[Region pointing data]
============

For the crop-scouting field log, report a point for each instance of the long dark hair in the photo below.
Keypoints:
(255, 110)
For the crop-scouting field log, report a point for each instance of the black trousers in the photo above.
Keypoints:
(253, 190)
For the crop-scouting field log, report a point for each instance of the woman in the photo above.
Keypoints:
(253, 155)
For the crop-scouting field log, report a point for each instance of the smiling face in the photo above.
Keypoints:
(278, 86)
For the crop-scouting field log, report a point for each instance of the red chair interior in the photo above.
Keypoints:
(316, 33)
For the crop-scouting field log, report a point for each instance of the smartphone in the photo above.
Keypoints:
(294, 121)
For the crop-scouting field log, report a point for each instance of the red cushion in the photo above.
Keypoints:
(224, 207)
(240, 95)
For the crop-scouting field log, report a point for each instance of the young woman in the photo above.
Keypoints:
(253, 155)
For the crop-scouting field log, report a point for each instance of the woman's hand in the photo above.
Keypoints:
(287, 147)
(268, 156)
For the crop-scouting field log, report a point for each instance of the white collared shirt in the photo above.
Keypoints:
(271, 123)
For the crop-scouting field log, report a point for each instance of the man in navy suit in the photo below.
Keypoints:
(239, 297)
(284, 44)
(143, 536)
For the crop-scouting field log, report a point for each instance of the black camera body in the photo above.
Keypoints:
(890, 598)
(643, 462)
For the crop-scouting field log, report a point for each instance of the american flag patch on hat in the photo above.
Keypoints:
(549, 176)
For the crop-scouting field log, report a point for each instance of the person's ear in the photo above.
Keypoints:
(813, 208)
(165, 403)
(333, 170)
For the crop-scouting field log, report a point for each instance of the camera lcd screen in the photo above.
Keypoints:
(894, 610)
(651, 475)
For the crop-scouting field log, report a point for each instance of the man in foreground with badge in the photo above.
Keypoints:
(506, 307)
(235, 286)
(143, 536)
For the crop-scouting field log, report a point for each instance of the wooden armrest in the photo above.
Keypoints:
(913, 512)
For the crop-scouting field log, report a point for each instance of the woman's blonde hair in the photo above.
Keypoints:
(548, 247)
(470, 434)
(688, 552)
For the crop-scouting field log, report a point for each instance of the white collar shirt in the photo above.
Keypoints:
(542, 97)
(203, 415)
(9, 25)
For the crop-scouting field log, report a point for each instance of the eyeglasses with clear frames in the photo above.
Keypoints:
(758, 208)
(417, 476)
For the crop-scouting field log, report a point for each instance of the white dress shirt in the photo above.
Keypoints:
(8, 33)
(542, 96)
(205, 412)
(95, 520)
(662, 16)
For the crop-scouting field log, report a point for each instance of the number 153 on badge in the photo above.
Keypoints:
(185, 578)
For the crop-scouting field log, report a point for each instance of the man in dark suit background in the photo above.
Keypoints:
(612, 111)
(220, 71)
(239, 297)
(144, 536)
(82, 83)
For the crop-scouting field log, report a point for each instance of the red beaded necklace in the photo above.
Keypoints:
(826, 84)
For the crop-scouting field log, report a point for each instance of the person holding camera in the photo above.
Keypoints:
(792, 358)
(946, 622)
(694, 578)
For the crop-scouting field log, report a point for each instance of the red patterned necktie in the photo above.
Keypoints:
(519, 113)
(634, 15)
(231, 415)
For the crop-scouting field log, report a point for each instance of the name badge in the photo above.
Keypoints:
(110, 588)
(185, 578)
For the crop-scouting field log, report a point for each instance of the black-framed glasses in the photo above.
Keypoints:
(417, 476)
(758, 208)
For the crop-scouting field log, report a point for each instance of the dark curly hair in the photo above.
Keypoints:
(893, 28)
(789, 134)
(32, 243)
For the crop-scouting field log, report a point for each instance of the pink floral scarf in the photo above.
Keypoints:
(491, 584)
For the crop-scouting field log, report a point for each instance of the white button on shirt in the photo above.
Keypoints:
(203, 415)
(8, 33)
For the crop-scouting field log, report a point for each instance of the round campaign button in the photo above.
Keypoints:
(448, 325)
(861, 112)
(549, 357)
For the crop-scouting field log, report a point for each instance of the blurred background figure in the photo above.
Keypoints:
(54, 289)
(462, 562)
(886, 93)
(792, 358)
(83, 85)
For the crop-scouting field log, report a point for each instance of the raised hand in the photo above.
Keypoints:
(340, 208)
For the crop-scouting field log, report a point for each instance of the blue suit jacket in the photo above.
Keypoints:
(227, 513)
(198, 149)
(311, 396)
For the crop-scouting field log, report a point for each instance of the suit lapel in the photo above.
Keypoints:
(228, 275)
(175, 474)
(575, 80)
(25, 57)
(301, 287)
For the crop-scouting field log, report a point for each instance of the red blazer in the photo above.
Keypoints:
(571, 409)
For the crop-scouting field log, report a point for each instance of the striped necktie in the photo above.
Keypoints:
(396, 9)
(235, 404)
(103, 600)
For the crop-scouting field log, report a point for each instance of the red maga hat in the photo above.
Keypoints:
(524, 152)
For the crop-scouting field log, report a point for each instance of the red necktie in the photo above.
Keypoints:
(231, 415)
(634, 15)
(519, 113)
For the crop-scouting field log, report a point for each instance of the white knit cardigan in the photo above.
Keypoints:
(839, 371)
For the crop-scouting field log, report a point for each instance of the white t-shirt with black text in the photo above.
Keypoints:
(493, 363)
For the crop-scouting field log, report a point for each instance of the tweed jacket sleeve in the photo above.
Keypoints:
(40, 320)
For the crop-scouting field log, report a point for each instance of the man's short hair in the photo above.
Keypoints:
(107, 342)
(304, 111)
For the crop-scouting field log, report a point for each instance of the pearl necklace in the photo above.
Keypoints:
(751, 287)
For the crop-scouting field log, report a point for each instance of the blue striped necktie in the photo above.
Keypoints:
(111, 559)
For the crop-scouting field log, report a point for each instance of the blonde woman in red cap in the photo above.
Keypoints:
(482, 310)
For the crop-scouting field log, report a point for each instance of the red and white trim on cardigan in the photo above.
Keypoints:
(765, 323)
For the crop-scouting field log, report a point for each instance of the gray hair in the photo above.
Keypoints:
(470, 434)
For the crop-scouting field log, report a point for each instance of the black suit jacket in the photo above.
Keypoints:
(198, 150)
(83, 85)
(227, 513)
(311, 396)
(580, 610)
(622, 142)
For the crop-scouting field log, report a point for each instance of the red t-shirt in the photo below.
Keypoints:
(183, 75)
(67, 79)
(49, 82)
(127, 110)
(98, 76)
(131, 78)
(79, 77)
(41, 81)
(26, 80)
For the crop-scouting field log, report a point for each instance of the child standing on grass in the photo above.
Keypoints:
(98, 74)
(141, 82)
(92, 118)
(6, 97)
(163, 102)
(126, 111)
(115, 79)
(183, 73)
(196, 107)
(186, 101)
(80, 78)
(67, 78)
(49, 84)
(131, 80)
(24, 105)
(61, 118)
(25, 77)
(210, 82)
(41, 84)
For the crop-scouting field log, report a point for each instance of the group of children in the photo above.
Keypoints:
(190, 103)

============

#### Exercise instructions:
Of the lines in the data, report each one containing the string "suit".

#### Result below:
For the crop-scouting field log, report a point for each instance of the man in navy suit in the photo below.
For the crop-scouting field log, report a point for each instance of the man in dark suit background in the photo above.
For the crop-scouting field log, report a point for each instance of the blue suit jacket in the photo above.
For the crop-scouting field log, report a point for each instance of the suit lapel in the photo above.
For the crop-scouting field log, report a point for each instance of the black suit jacket in the photo above.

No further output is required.